> [YOUR GOAL]
Answer from the Malheur National Forest press release below:
1. What does the release give as the primary cause of wildfires in the forested regions of the Pacific Northwest?
2. How many acres burned across the country in 2020?
3. How much longer do above normal fire activity periods typically last than 40 years ago?

> [PASSAGE SHOWN]
>>>
Malheur NF on managing natural ignitions

JOHN DAY, PRAIRIE CITY & HINES, OR – (Press Release from the Malheur National Forest)

Lightning is the primary cause of wildfires in the forested regions of the Pacific Northwest. It plays a natural role in ecosystem health and can serve as a land management tool. As such, wildland firefighters are trained to use wildfire and apply prescribed fires across the landscape when it is safe and reasonable. Allowing a lightning-caused fire to burn naturally is not the ‘Let It Burn’ policy of before.

Wildfire activity over the last ten years has been some of the most catastrophic in U.S. history: In 2020, more than 10.1 million acres burned throughout the country, which set a record for acres burned since accurate recording and data gathering began.

Across the West, wildfire activity is starting earlier in the spring and lasting longer into the fall; above normal fire activity periods typically last 75 days longer than 40 years ago.

Today’s firefighters will manage naturally occurring wildfires to improve wildlife habitat, heavy fuel loads and restore the ecological balance of natural landscapes. In doing so, many factors come into play. Is the fire accessible? How dry is the dead and down fuel? Is the weather hot, dry or windy? Is the fire in steep terrain? Is it burning near a community? What type and how many resources are available? Fire experts access multiple conditions to determine the best tactics to employ.
<<<
> [SUPPLIED INFORMATION]
>>>
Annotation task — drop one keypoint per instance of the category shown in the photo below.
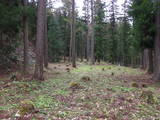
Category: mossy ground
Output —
(109, 95)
<<<
> [ANSWER AREA]
1. Lightning.
2. More than 10.1 million acres.
3. 75 days longer.